(begin)

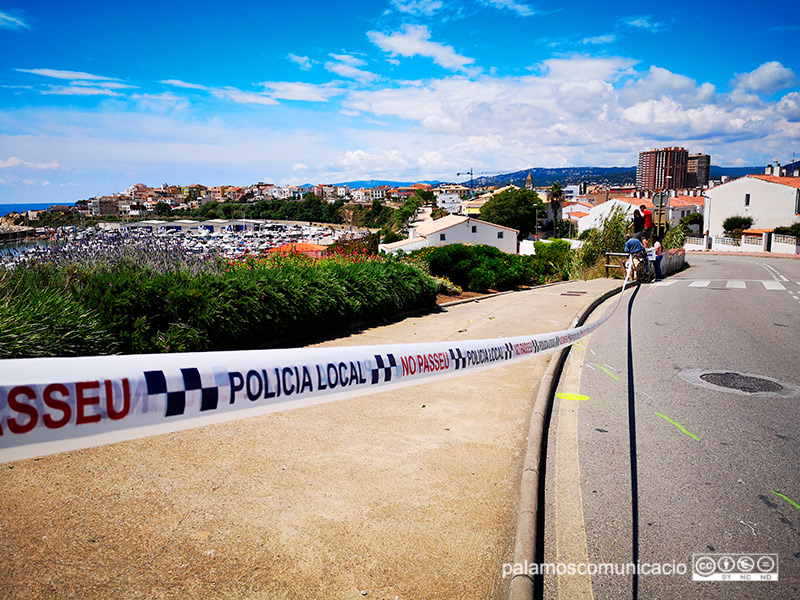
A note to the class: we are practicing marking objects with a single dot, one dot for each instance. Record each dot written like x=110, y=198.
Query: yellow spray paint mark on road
x=576, y=397
x=607, y=372
x=789, y=500
x=679, y=426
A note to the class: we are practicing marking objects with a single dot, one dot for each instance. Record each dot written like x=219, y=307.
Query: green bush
x=791, y=230
x=735, y=224
x=36, y=322
x=255, y=304
x=481, y=268
x=609, y=238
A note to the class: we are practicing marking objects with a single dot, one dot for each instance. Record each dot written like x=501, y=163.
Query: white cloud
x=587, y=68
x=522, y=10
x=769, y=77
x=69, y=75
x=599, y=39
x=9, y=21
x=659, y=82
x=183, y=84
x=348, y=59
x=241, y=97
x=424, y=8
x=303, y=61
x=286, y=90
x=14, y=161
x=789, y=107
x=415, y=41
x=78, y=90
x=225, y=93
x=160, y=101
x=643, y=22
x=347, y=66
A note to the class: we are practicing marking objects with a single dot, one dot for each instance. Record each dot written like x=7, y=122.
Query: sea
x=20, y=208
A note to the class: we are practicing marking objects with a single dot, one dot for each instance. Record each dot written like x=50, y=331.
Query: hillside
x=543, y=176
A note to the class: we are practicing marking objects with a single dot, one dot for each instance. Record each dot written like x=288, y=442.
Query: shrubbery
x=69, y=307
x=735, y=224
x=483, y=268
x=791, y=230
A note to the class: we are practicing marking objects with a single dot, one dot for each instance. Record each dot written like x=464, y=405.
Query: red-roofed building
x=771, y=200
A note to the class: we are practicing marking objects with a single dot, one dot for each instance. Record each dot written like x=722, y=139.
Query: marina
x=232, y=239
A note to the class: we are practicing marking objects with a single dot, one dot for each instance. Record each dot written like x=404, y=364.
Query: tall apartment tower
x=660, y=169
x=697, y=170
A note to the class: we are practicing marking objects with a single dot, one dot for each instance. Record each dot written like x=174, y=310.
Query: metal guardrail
x=619, y=266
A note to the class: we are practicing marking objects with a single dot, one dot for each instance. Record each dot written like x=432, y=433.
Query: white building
x=598, y=214
x=457, y=229
x=450, y=202
x=771, y=200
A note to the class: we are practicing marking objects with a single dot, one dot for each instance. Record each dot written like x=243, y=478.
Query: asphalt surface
x=717, y=472
x=411, y=493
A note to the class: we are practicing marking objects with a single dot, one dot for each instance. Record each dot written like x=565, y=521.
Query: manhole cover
x=740, y=383
x=745, y=383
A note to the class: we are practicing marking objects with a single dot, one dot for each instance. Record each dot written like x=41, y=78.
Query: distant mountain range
x=564, y=175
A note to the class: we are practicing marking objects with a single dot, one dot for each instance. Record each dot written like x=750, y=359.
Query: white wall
x=771, y=204
x=484, y=233
x=598, y=214
x=450, y=202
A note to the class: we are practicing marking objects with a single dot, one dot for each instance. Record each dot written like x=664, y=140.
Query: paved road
x=718, y=471
x=410, y=493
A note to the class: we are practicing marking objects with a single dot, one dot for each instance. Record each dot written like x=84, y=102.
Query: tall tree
x=517, y=209
x=556, y=196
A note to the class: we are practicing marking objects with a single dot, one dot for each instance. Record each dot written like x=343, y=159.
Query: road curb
x=522, y=585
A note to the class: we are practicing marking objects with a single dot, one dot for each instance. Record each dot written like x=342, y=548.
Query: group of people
x=642, y=236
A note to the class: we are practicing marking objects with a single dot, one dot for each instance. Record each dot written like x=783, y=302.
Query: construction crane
x=470, y=173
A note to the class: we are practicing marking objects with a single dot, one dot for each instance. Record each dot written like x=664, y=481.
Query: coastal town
x=670, y=182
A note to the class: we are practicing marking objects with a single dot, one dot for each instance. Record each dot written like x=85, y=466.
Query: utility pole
x=470, y=173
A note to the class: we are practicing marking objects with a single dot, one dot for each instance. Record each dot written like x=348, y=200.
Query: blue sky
x=97, y=96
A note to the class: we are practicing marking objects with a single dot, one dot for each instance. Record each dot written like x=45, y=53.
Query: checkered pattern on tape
x=458, y=358
x=180, y=391
x=383, y=366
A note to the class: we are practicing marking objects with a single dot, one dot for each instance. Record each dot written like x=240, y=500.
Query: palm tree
x=556, y=196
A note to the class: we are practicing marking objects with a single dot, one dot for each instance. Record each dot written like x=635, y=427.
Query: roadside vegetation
x=485, y=268
x=153, y=297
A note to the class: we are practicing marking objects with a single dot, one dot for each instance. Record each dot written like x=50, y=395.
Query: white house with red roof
x=771, y=200
x=457, y=229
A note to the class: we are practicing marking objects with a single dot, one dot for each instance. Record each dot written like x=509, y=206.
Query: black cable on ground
x=634, y=475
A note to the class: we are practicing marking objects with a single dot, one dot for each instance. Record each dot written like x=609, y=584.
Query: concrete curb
x=492, y=295
x=522, y=585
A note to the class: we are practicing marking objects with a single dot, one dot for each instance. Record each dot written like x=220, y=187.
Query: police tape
x=50, y=405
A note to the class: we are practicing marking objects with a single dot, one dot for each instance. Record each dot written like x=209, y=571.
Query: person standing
x=637, y=224
x=648, y=222
x=659, y=255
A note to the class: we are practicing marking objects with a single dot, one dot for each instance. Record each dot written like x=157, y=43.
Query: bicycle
x=643, y=270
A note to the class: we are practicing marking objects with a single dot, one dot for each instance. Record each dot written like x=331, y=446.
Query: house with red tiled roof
x=457, y=229
x=771, y=200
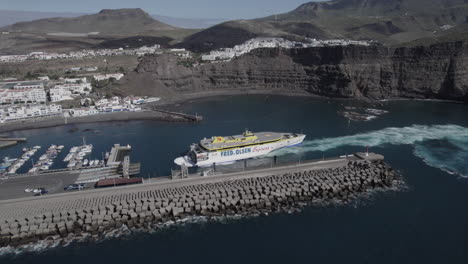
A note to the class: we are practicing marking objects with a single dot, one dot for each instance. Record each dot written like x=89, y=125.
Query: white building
x=59, y=94
x=73, y=89
x=83, y=111
x=227, y=54
x=101, y=77
x=24, y=91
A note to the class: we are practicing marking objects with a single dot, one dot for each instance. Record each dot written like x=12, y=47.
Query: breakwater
x=270, y=190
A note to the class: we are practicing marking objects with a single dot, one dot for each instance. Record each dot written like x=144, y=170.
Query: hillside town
x=40, y=55
x=227, y=54
x=22, y=100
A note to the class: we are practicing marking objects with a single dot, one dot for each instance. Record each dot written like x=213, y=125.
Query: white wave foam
x=443, y=157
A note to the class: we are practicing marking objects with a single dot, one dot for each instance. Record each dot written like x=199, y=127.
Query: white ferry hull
x=228, y=156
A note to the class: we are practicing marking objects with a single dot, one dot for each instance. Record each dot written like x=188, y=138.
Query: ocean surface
x=427, y=142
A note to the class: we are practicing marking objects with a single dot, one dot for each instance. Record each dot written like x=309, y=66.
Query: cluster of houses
x=227, y=54
x=39, y=55
x=19, y=112
x=29, y=99
x=115, y=104
x=105, y=105
x=70, y=88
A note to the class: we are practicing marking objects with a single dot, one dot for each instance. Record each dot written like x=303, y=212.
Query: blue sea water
x=427, y=142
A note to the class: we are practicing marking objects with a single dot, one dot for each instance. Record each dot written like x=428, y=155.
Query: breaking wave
x=441, y=146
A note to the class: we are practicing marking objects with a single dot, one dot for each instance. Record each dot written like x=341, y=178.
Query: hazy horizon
x=206, y=9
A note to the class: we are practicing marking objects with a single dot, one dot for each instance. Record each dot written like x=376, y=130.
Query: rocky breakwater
x=377, y=72
x=244, y=196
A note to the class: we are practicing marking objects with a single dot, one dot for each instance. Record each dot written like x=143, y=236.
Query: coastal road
x=13, y=187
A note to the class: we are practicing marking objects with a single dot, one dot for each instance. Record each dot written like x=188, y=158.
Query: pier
x=8, y=142
x=193, y=118
x=96, y=212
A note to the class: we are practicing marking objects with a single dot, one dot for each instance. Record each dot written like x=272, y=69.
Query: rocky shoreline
x=369, y=73
x=230, y=197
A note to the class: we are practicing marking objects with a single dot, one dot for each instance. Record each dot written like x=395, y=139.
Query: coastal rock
x=377, y=72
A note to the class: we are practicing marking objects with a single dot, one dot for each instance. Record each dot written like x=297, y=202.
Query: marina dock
x=193, y=118
x=8, y=142
x=267, y=190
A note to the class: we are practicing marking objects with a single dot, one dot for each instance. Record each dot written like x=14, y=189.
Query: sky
x=218, y=9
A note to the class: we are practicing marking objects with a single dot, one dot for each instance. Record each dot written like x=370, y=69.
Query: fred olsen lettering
x=235, y=152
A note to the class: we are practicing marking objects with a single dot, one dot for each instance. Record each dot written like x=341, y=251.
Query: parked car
x=41, y=192
x=75, y=186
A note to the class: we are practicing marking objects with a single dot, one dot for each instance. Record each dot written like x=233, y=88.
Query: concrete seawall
x=97, y=212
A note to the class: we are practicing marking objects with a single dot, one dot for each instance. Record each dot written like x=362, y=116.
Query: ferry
x=217, y=150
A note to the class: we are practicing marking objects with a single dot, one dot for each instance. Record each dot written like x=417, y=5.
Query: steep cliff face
x=439, y=71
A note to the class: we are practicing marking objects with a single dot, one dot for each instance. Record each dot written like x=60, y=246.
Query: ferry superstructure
x=217, y=150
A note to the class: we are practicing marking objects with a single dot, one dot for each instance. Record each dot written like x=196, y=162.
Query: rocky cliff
x=377, y=72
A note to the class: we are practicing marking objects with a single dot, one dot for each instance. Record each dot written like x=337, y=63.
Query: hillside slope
x=439, y=71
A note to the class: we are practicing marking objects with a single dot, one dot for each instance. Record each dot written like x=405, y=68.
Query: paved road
x=14, y=186
x=17, y=208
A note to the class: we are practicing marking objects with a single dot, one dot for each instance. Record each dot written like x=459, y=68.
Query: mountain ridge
x=107, y=21
x=390, y=22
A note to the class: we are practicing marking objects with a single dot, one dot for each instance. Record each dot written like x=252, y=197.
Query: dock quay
x=96, y=212
x=8, y=142
x=193, y=118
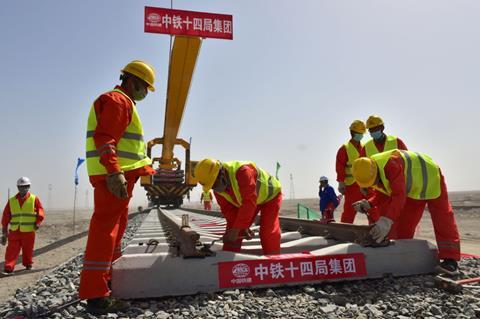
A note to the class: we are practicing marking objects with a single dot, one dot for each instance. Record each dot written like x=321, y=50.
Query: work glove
x=117, y=184
x=341, y=188
x=381, y=228
x=362, y=206
x=231, y=235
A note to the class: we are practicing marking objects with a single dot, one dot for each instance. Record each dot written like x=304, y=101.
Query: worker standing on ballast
x=116, y=158
x=21, y=218
x=405, y=182
x=349, y=152
x=242, y=190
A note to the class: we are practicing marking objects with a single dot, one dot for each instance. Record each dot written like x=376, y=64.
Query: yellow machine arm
x=171, y=182
x=182, y=65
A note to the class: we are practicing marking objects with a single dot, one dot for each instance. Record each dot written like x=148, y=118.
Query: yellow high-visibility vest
x=25, y=217
x=352, y=154
x=422, y=174
x=390, y=144
x=130, y=148
x=267, y=186
x=206, y=196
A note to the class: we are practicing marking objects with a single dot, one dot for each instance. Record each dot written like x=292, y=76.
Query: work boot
x=101, y=306
x=7, y=272
x=448, y=266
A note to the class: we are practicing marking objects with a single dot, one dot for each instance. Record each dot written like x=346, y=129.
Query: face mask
x=139, y=92
x=376, y=135
x=221, y=185
x=23, y=191
x=358, y=137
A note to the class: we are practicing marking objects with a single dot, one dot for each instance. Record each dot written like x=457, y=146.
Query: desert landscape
x=56, y=242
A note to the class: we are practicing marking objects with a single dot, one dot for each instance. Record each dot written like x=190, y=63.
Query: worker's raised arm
x=114, y=113
x=247, y=181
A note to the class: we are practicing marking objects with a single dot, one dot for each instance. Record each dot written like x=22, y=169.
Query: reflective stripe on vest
x=206, y=196
x=25, y=217
x=130, y=149
x=352, y=154
x=422, y=174
x=267, y=186
x=390, y=144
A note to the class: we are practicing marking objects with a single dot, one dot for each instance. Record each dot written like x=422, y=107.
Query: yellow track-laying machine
x=172, y=180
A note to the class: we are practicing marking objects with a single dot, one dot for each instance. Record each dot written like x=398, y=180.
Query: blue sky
x=285, y=89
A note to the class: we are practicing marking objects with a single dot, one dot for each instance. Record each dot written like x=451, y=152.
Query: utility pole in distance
x=292, y=189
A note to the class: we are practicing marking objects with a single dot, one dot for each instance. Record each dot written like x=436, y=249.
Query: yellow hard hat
x=373, y=121
x=142, y=70
x=364, y=170
x=206, y=172
x=358, y=127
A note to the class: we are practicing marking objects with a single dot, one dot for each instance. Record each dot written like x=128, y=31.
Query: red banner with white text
x=290, y=269
x=190, y=23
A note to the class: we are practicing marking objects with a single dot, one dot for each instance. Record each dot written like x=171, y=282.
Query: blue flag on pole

(end)

- **REQUIRED TASK**
Reproduce verbatim the lines of the entries above, from the line containing "like x=509, y=206." up to and including the line containing "x=659, y=255".

- **EXERCISE ANSWER**
A note to the class: we are practicing marking objects with a single dot, one dot for each instance. Record each dot written like x=509, y=206.
Query: black cable on ground
x=634, y=475
A note to the class: we are practicing marking objects with a single dot, one dot for each instance. Record each dot written like x=609, y=584.
Query: concrete curb
x=492, y=295
x=522, y=585
A note to the class: we are practicing marking objects with a single dot, one dot for each instance. Record each dot written like x=220, y=187.
Query: police tape
x=50, y=405
A note to the class: we are practicing marking objects with a single dot, one dot for each instance. Record each dot written like x=209, y=571.
Query: person standing
x=637, y=224
x=648, y=222
x=659, y=255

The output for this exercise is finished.